Objective
Render every item below as a Markdown table with two columns, Row and Line. Put a sequential row number in Row and the item's full text in Line, and omit blank lines.
-- start --
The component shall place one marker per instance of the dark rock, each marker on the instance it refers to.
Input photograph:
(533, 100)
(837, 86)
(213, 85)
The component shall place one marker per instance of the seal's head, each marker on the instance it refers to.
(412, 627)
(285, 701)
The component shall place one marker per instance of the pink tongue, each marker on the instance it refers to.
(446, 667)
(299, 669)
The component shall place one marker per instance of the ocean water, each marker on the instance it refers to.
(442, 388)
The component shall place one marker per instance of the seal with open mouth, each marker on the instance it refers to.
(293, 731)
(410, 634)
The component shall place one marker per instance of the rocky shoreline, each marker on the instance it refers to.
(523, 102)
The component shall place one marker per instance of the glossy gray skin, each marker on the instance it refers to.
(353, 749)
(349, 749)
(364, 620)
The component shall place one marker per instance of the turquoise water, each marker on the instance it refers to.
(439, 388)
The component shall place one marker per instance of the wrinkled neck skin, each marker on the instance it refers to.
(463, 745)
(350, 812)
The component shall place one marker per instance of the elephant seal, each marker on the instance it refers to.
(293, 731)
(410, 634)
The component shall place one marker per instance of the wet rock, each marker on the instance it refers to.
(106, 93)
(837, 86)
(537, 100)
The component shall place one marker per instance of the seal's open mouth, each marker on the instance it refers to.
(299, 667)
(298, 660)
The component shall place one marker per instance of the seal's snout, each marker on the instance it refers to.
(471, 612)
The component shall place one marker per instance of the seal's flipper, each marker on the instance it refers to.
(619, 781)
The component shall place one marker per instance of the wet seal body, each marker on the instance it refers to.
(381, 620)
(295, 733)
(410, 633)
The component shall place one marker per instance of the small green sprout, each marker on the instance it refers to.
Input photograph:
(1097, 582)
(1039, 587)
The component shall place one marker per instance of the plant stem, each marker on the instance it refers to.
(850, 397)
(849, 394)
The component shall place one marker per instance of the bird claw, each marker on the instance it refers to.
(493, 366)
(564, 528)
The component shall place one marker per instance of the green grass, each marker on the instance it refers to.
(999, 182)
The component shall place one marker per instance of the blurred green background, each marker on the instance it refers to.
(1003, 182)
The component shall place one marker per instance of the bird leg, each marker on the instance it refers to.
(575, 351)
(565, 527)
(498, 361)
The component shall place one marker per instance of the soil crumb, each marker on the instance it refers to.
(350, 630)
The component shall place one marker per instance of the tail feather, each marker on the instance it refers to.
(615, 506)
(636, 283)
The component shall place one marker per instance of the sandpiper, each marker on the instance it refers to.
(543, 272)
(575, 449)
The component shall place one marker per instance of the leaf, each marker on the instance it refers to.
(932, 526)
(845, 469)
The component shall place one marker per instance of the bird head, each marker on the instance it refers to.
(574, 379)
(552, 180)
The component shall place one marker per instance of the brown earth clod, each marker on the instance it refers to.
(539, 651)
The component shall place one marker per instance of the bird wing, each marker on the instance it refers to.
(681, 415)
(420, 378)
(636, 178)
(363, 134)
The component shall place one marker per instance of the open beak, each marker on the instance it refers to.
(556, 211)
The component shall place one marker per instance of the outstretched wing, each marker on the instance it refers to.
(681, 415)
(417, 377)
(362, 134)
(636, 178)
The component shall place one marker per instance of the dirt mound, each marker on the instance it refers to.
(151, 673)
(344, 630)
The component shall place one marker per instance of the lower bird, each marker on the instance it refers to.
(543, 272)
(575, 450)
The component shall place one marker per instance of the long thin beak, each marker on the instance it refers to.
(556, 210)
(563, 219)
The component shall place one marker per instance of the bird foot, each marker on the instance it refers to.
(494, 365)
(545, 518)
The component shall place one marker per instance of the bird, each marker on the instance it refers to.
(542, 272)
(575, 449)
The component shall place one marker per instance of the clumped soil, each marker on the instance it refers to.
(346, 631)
-- end --
Right answer
| Row | Line |
|---|---|
| 1 | The component shall place one marker per instance of the dark rock, each marker on the instance it refers to. |
| 2 | Input photograph: |
| 3 | (533, 100) |
| 4 | (837, 86) |
| 5 | (213, 85) |
| 6 | The component shall place one marker per instance of the seal's head, each marker on the instance it refers to. |
| 7 | (412, 627) |
| 8 | (285, 701) |
| 9 | The component shall place one marker per instance of the pink tongue, each marker on the instance it refers to. |
| 10 | (446, 667) |
| 11 | (299, 669) |
| 12 | The component shall place one marker per instance of the ocean water, each marker on the instance it refers to. |
| 13 | (442, 388) |
| 14 | The component shall place one marker per instance of the seal with open mouth, each marker on the instance it refers to. |
| 15 | (293, 731) |
| 16 | (410, 634) |
| 17 | The component shall place one marker per instance of the rocky shoreline, each marker on the instance it refers to. |
| 18 | (523, 102) |
| 19 | The component shall place one marker per instance of the glossy gray skin, each marker on the instance it refers to. |
| 20 | (353, 749) |
| 21 | (349, 749) |
| 22 | (364, 620) |
| 23 | The component shall place one marker per instance of the turquoise water, each marker on the instance it refers to. |
| 24 | (439, 388) |
| 25 | The component shall place one marker per instance of the wrinkled neck skin, each marker on the instance it refers to. |
| 26 | (463, 745) |
| 27 | (350, 812) |
| 28 | The component shall place one marker per instance of the elephant seal, each marker on the instance it refers to. |
| 29 | (293, 731) |
| 30 | (410, 634) |
| 31 | The component shall place one marker per instance of the wet rock, each marker on the instance it refers to. |
| 32 | (106, 93) |
| 33 | (837, 86) |
| 34 | (537, 100) |
| 35 | The component shall place one marker per instance of the seal's open mouth, each marker on the instance it refers to. |
| 36 | (299, 667) |
| 37 | (298, 660) |
| 38 | The component shall place one marker per instance of the seal's snout, each marker on the instance it refers to. |
| 39 | (471, 612) |
| 40 | The component shall place one marker per instance of the seal's flipper, each marker on the instance it refers to. |
| 41 | (619, 781) |
| 42 | The component shall place one marker per instance of the wet seal body, each marker on the instance it refers to. |
| 43 | (381, 620) |
| 44 | (295, 733) |
| 45 | (410, 633) |
| 46 | The component shall place one marker per instance of the small green sprout, each marker on the instance it refers to. |
| 47 | Input photograph: |
| 48 | (1097, 582) |
| 49 | (1039, 587) |
| 50 | The component shall place one marker per instance of the plant stem, each marker on the instance it refers to. |
| 51 | (850, 397) |
| 52 | (849, 394) |
| 53 | The component shall place one marker per instance of the bird claw, each marker on the instance it refers to. |
| 54 | (493, 366) |
| 55 | (564, 528) |
| 56 | The component shall place one marker per instance of the green grass, each marker on the instance it refers to. |
| 57 | (999, 182) |
| 58 | The component shall place one marker per instance of the blurred green background, each marker on the instance it refers to. |
| 59 | (1003, 182) |
| 60 | The component shall place one marker per instance of the bird leg, each marker on the instance it refers to. |
| 61 | (575, 351) |
| 62 | (565, 527) |
| 63 | (498, 361) |
| 64 | The component shall place one marker per instance of the soil crumb, each marker on the instance it refers to. |
| 65 | (350, 630) |
| 66 | The component shall place one marker per instance of the tail feather, each marker on the instance it refers to. |
| 67 | (615, 506) |
| 68 | (636, 283) |
| 69 | The component shall place one marker per instance of the sandpiper, each marker on the instance it refers to. |
| 70 | (543, 272) |
| 71 | (575, 449) |
| 72 | The component shall place one marker per instance of the leaf, each marker on the instance it refers to. |
| 73 | (932, 526) |
| 74 | (845, 469) |
| 75 | The component shall place one marker per instance of the bird head, each marker on the instance it refers to. |
| 76 | (574, 379) |
| 77 | (552, 180) |
| 78 | The component shall place one marker per instance of the brown earth clod, each marker on the instance it refers to. |
| 79 | (539, 651) |
| 80 | The component shall place one marker per instance of the bird wing, each marker on the instance it refers to. |
| 81 | (681, 415) |
| 82 | (420, 378) |
| 83 | (636, 178) |
| 84 | (363, 134) |
| 85 | The component shall place one marker per instance of the open beak, each marker on the instance it refers to. |
| 86 | (556, 211) |
| 87 | The component shall place one marker per instance of the outstretched wing, each marker on the instance it refers to. |
| 88 | (681, 415) |
| 89 | (417, 377) |
| 90 | (362, 134) |
| 91 | (636, 178) |
| 92 | The component shall place one marker per instance of the dirt mound, each marker on the instance it refers to. |
| 93 | (151, 673) |
| 94 | (344, 630) |
| 95 | The component shall place one marker per instance of the lower bird, each marker on the instance it refers to. |
| 96 | (543, 272) |
| 97 | (575, 450) |
| 98 | The component shall place one marker per instance of the long thin beak, each marker on the instance it refers to. |
| 99 | (556, 210) |
| 100 | (563, 219) |
| 101 | The component shall place one marker per instance of the bird foot, each marker on the instance it refers to. |
| 102 | (494, 365) |
| 103 | (545, 518) |
| 104 | The component shall place one marker per instance of the bird, each marker on the instance it refers to. |
| 105 | (542, 272) |
| 106 | (575, 449) |
| 107 | The component shall place one marker per instance of the clumped soil, each marker on the instance it refers to. |
| 108 | (346, 631) |